ЦЕЛЬ ЗАДАНИЯ => Повторите без изменений отрывок из исходного текста о поэзии Владимира Алейникова, начиная со слов «Потому-то я и» и продолжая вплоть до слов «его в гармонию.».
====== ИСХОДНЫЙ ТЕКСТ
Потому-то я и говорю:

— … сквозь недобрую мглу отшумевшей, ушедшей эпохи…

— Поэзия Владимира Алейникова органна в том смысле, что она как бы открыта, разомкнута, пространна, — говорит Владимир Бойков. — Стихотворения здесь не отграничены от того поэтического пространства, откуда они как бы донеслись, — они начинаются в продолжение чего-то уже начатого и никогда не заканчиваются высоким аккордом или угасанием — они прекращаются так, как будто затворяется слуховое окно и становится глухо. Сейчас, когда издано несколько томов его книг, поражает, как такой колоссальный объём разнообразного поэтического текста может быть настолько органичным и гармоничным. И вот, стоит лишь открыть книгу — и звучит безысходный орган. Но это не музыка сфер, это музыка хаоса, в котором срыта самоорганизующая сила, это синэргетический орган. Поэт доверяется хаосу речи — и она неудержимо ведёт его в гармонию.

И я говорю:

— … в ночном неприметном окне…

— Желание слиться с самопроницающей стихией поэтического звучания формально проявлялось в создании, если можно так выразиться, «потока бессознания», апеллирующего к подсознательному и рассчитанного на энергетическую детонацию исполненных тайны звуков в глубине души читателя-слушателя, — говорит Александр Величанский. — Однако, следовало найти форму для этой, в сущности уже почти музыкальной стихии, следовало найти берега для этого потока. И такая форма была найдена. — И он называет её: — …эпическое звучание…

Нынешнюю эпоху, действительно хаотичную и тревожную, некоторые, с оглядкой на отечественную историю, упорно именуют Смутным временем. Но, быть может, это просто затянувшееся междувременье, поскольку неустойчивое наше бытиё, полное неопределённости и метаний в поисках приемлемых ориентиров, как-то зависло между уже отторгнутым прошлым и ещё не наступившим будущим, в котором пока что одни астрологи прозревают желанное просветление.
============
====== ПРИВЕДЁННЫЕ ЗАПИСИ
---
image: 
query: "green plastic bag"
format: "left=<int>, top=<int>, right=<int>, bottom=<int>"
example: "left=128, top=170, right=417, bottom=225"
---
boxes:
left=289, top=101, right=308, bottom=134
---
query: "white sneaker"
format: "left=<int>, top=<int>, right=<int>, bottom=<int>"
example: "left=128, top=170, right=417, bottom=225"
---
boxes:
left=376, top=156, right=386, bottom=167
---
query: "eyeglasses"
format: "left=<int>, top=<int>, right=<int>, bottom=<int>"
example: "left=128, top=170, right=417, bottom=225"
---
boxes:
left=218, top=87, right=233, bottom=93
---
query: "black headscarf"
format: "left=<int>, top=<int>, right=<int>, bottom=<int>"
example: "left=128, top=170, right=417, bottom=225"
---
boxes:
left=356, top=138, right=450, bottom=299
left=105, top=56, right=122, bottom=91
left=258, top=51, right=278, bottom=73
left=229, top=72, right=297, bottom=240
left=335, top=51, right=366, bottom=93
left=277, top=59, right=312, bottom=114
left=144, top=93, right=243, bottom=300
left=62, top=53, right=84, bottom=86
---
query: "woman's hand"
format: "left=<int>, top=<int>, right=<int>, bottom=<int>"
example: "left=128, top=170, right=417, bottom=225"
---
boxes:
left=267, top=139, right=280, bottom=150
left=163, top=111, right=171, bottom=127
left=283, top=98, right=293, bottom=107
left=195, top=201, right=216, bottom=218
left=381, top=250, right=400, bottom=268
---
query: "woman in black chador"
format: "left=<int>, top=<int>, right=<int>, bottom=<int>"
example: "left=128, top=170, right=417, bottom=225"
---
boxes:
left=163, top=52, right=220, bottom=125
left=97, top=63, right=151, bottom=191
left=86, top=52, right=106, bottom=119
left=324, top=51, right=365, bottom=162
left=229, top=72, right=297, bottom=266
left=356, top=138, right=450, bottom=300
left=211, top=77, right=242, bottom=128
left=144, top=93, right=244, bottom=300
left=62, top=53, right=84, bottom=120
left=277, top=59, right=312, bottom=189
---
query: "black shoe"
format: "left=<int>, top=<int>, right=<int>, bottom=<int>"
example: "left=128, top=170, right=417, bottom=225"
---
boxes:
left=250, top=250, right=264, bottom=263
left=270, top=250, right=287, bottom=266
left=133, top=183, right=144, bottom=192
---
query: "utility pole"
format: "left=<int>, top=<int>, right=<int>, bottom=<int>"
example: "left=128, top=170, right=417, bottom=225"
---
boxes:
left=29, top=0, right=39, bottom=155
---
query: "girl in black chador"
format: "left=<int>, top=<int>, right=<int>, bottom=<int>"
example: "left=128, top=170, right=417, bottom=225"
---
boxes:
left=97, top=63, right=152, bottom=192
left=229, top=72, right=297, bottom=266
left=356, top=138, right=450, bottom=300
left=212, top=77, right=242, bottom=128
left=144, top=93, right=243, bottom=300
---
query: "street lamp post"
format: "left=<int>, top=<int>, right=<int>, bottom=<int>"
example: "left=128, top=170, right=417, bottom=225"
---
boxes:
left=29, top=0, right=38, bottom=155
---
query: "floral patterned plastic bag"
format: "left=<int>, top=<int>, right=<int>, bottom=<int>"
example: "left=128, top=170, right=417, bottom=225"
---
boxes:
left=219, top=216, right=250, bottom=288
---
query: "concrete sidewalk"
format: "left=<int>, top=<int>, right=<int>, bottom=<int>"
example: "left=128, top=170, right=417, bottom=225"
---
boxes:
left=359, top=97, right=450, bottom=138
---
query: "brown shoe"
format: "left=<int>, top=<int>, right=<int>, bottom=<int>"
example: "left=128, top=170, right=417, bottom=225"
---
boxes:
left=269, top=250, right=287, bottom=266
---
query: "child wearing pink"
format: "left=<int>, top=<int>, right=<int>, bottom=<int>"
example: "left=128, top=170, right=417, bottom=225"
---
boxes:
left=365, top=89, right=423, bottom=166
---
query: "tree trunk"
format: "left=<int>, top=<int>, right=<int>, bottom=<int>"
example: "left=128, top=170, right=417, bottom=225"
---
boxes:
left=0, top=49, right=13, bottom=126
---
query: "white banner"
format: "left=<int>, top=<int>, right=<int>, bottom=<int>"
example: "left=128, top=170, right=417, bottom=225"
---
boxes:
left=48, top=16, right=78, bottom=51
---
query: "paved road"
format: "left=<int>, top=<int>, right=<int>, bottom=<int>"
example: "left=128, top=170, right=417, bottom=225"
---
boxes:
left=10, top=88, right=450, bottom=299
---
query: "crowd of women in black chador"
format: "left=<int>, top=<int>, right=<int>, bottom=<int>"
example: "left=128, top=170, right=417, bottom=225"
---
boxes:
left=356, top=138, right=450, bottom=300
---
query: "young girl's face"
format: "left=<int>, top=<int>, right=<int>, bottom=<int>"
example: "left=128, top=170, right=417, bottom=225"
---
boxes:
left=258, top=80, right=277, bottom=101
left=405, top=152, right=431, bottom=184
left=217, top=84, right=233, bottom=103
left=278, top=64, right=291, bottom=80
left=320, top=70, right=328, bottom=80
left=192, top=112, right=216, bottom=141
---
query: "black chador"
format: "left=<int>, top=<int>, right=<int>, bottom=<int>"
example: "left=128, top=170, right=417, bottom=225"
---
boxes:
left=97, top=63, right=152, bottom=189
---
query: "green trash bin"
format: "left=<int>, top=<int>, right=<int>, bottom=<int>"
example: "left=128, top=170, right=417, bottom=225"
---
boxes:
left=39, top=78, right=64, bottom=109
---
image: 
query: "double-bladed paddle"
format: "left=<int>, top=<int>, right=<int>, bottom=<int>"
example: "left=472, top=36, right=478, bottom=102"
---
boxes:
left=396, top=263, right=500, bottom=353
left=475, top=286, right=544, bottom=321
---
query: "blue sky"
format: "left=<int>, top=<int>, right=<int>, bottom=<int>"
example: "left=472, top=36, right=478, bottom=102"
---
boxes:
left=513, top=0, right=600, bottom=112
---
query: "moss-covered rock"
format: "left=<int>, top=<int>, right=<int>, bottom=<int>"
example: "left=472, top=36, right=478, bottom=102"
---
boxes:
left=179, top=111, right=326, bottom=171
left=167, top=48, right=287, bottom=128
============
ОТВЕТ =>
Потому-то я и говорю:

— … сквозь недобрую мглу отшумевшей, ушедшей эпохи…

— Поэзия Владимира Алейникова органна в том смысле, что она как бы открыта, разомкнута, пространна, — говорит Владимир Бойков. — Стихотворения здесь не отграничены от того поэтического пространства, откуда они как бы донеслись, — они начинаются в продолжение чего-то уже начатого и никогда не заканчиваются высоким аккордом или угасанием — они прекращаются так, как будто затворяется слуховое окно и становится глухо. Сейчас, когда издано несколько томов его книг, поражает, как такой колоссальный объём разнообразного поэтического текста может быть настолько органичным и гармоничным. И вот, стоит лишь открыть книгу — и звучит безысходный орган. Но это не музыка сфер, это музыка хаоса, в котором срыта самоорганизующая сила, это синэргетический орган. Поэт доверяется хаосу речи — и она неудержимо ведёт его в гармонию.